**Description of the task**
Copy out every one of the records below, substituting "mark" for each occurrence of "pick out" and leaving everything else as it is. Do not include the pictures in your answer.

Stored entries
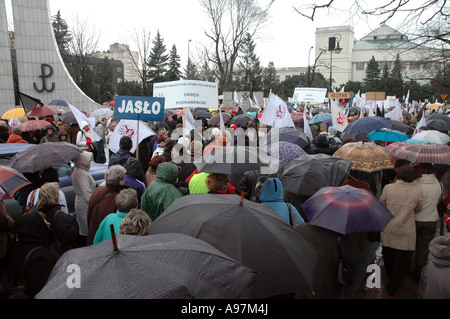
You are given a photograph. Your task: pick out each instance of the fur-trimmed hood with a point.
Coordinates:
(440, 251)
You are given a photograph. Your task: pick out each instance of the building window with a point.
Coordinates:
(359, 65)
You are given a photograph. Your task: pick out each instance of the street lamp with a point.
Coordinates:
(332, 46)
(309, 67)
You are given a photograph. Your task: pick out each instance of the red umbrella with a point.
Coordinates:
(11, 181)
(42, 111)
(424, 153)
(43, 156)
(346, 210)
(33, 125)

**Answer**
You are given a photograph. Your task: mark each instance of the fur-trimmed hood with a point.
Coordinates:
(440, 251)
You are given a photograph. Your task: mark each instance of the building window with a point.
Coordinates:
(359, 65)
You are given a photograph. Your task: mark each instance of the street lamp with a point.
Coordinates:
(332, 46)
(309, 67)
You are given a photograph. Your task: mark each instance of the red umbrella with a point.
Coordinates:
(11, 181)
(42, 111)
(424, 153)
(43, 156)
(346, 210)
(33, 125)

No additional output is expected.